» **Work instructions**
Run through the records and, wherever a line holds the word "confirm", return that line.

» **Data shown**

_ _ _ _

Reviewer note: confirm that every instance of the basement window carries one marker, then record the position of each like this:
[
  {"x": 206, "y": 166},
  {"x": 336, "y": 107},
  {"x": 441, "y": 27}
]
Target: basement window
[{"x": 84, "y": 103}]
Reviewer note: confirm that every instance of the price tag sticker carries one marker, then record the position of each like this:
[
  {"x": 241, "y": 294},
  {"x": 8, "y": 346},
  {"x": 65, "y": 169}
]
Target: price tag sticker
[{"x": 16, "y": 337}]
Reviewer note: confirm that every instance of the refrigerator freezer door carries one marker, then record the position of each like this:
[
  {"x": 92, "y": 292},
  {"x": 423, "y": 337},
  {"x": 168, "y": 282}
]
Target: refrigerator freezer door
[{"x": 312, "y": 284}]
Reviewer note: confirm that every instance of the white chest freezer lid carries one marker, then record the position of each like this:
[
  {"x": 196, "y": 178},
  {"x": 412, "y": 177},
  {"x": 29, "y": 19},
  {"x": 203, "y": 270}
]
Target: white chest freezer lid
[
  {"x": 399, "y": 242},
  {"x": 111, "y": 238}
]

_ _ _ _

» **Written response**
Reviewer note: confirm that every instance of the basement window carries one marker, then record the position of each like this:
Reviewer note: confirm that every instance of the price tag sticker carries one marker, then record the position of each like this:
Reviewer note: confirm that every instance of the refrigerator freezer door carries one marker, then record the position of each like this:
Reviewer note: confirm that every instance of the white chest freezer lid carries one marker, then record the position of each like this:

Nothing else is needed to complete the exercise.